Immersive Van Gogh Exhibit
Photograph: Vladimir Kevorkov

1. “Immersive Van Gogh”

Art Lighthouse ArtSpace, Old Town

Step inside of Starry Night and The Bedroom in Arles with the help of more than 75 digital projectors in this high-tech exhibition that explores the work of Vincent Van Gogh. Designed by the Italian creative team that worked on the "Atelier des Lumières" exhibitions in Paris, "Immersive Van Gogh" covers 35-foot walls with animated versions of the Dutch painters work, accompanied by a score that blends electronic and classical compositions. The exhibition takes up residence in the Germania Club Building in Old Town, which will go by the name Lighthouse ArtSpace Chicago and host additional interactive art exhibitions in the coming years.

wndr museum
Photograph: Courtesy wndr museum

2. WNDR museum

Art Installation 1130 W Monroe St, West Loop

The home of Chicago's only Infinity Mirror Room (created by Japanese Yayoi Kusama) is open to the public once again, presenting a new collection of one-of-a-kind art installations alongside some old favorites. New additions to WNDR Museum include a multi-sensory experience from S̶A̶N̶T̶IA̶G̶O̶X that uses artificial intelligence, sounds, visuals and scents, as well as an installation called I Heard There Was a Secret Chord that allows guests to become part of an evolving virtual choir.

Like many galleries and museums, WNDR will be open at a limited capacity, with temperature checks, hand sanitizing stations, increased airflow and manditory mask use in place to help protect staff and guests. Frontline workers can recieve free admission to WNDR Museum from 11am to noon on Saturdays and Sundays by emailing

Schitt's Creek
Photograph: Courtesy Comedy Central

3. Schitt Happens Pop-Up

Nightlife Pop-ups and food events Replay Lincoln Park, Lake View

Replay Lincoln Park's latest pop-up draws inspiration from Schitt’s Creek, the beloved comedy about a bunch of unlikable rich people adjusting to a new life in a town they own. Visitors to Schitt Happens will be able to snap photos in front of recreations of locations from the show, including the Rosebud Motel, Café Tropical, Moira’s Wig Wall and the welcome to Schitt’s Creek sign. The Chicago Makers Pop Up Shop is running a recreation of the Rose Apothecary, selling artisanal items and merch created by local artists.

The pop-up's Café Tropical menu features food and cocktails that fans will recognize, including Ahn-chiladas, Lovebird Wings, Rosebud Cinnamon Buns and Schitt Fries. Each reservation includes two cocktails and access to more than 30 vintage arcade machines during a one-hour time slot.

You'll be able to visit the Schitt Happens Pop-Up through April 1. While walk-ups are welcome, making a reservation in advance is recommended.

[Rows from a pointing dataset]
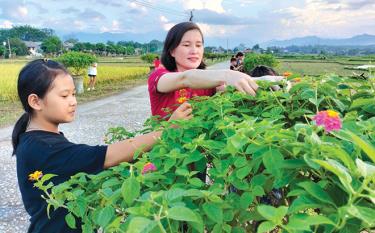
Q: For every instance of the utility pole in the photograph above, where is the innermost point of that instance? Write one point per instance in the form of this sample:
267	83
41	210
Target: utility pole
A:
191	16
5	48
10	51
227	45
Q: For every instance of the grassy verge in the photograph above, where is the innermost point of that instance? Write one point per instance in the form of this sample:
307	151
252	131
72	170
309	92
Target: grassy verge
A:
11	111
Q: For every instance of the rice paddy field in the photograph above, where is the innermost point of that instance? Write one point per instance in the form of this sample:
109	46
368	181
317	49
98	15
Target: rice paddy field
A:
114	75
343	66
108	73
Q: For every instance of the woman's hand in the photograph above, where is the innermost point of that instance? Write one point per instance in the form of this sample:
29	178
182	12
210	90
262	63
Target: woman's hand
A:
242	82
182	112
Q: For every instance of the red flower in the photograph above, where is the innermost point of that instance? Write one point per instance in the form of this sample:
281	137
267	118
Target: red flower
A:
329	119
148	167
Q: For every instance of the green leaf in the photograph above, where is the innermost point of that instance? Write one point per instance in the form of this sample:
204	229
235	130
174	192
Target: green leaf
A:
46	177
174	194
338	152
272	160
273	214
302	222
240	162
196	182
358	103
245	200
182	172
365	146
130	190
213	212
339	170
365	169
317	192
303	203
105	216
364	213
266	226
140	224
70	220
243	172
181	213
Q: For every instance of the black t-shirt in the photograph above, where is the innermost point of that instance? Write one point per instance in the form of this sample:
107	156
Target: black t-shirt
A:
52	153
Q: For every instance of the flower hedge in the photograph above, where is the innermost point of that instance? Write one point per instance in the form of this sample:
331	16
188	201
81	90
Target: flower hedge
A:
301	160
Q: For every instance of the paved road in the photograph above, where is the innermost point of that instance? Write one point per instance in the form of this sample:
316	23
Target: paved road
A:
129	109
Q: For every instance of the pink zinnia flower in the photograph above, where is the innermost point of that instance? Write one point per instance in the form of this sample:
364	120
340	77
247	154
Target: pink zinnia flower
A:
148	167
329	119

§ **Complete the following**:
- 1) Can you rescale the records from the line containing "Q: For every instance of the red" through the end of the records, inclusive, and write those lines out again with the requests unchanged? In the answers only, multiply every point coordinate by 0.6 and round to whole numbers, with halves rounded up.
- 2) Could you resume the listing of Chicago exhibits and pop-ups, picking up right after its last sentence?

§ **Answers for the exercise**:
- 1)
Q: For every instance of the red flower in the photograph above, where is the innermost point of that instance? Write one point per instance in the form of this sample:
281	137
267	118
Target: red flower
A:
197	71
89	100
Q: For every instance of the green leaf in the photograph above, where is the innermost point of that instance? Write one point per instance in the form of this sample:
204	229
235	130
174	192
Target: green leaf
A:
28	106
104	116
203	91
163	96
164	128
181	133
144	97
118	109
215	62
147	120
109	103
219	88
78	114
128	127
203	102
219	101
190	115
182	122
63	130
218	128
160	136
84	134
42	132
146	103
109	128
Q: For every instance of the black t-shirt in the photograph above, where is the innermost point of that instance? Write one point per instance in the form of this sample:
107	156
Target: black t-shirt
A:
31	92
Q: For every instance of the flower hedge in the photograph above, where is the innermost point of that instance? Write one point per instance in the form of this sample:
331	16
188	201
81	90
Target: flower hedge
A:
181	96
Q: For every instance of the paved road in the photograph above, where is the innermost point of that instance? Write one point per instance in the form of this sample:
316	23
Target: paved road
A:
77	65
Q: For every instance of the pink zinnia flower in the photograph above, where is the innermost point of that instance? Write one point per instance in the form of this sample:
364	120
340	77
247	154
Target: pink zinnia flower
A:
89	100
197	71

- 2)
Chicago Gamespace
Photograph: Courtesy Chicago Gamespace

4. “Nom Nom: 40 Years of Pac-Man Design and History”

Art Digital & interactive Chicago Gamespace, Logan Square

You've probably played Pac-Man before, but did you know that the iconic video game character was introduced to American audiences by Chicago-based Midway Games? Chicago Gamespace's latest exhibition explores the history of one of the most popular digital characters on the planet, considering how a yellow group of pixels became a beloved part of pop-culture that has jumped from arcade cabinets to home consoles and movie screens. Collecting games and Pac-Man ephemrea (including soap, lunch boxes and clothing), “Nom Nom: 40 Years of Pac-Man Design and History” is an interactive tribute to a the hungriest video game icon.

Rock Island Public House drive-in
Photograph: Courtesy Rock Island Public House

5. Drive-in, Dinner and Drinks

Movies Rock Island Public House, Suburbs

The Rock Island Public House hosts a themed drive-in movie series every weekend, screening classic genre flicks accompanied by beer and food that you can enjoy in your car. Upcoming weekends will feature kung-fu movies, romantic films and an entire weekend of The Big Lebowski. Screenings are free to attend and first come, first served, so check out the calendar and show up early to secure your spot in front of the makeshift screen!

rootstock, jessica lynn capron, bar awards, wine, wine bar, pour
Photograph: Jessica Lynn Capron

6. RPM Wine School

Bars Wine bars Various locations throughout Chicago,

Learn more about grapes, cultures and wine making techniques during this twice weekly online class, hosted by RPM Restaurants' Wine Director Richard Hanauer. During each interactive class, you'll learn about the wines from a specific region and how to taste them, with classes devoted to wine from Tuscany, Napa Valley, Loire Valley and Bordeaux. Each $50 class includes a package of wines that you can pickup from RPM Seafood. 

Nelson Mandela
Photograph: Graeme Williams / Illinois Holocaust Museum

7. “Mandela: Struggle for Freedom”

Museums History Illinois Holocaust Museum and Education Center, Skokie

Learn about the life of Nelson Mandela and his long fight against apartheid in South Africa and racial injustice around the world through this exhibition at the Illinois Holocaust Museum. The exhibit celebrates the life of Mandela and seeks to empower visitors to fight the racism, antisemitism and injustice that still exists in the modern world. “Mandela: Struggle for Freedom” collects original letters and documents that Mandela penned, displayed alongside a recreation of the tiny prison cell where Mandela spent 18 years of his life and the small apartment that served as the backdrop for his first televised interview.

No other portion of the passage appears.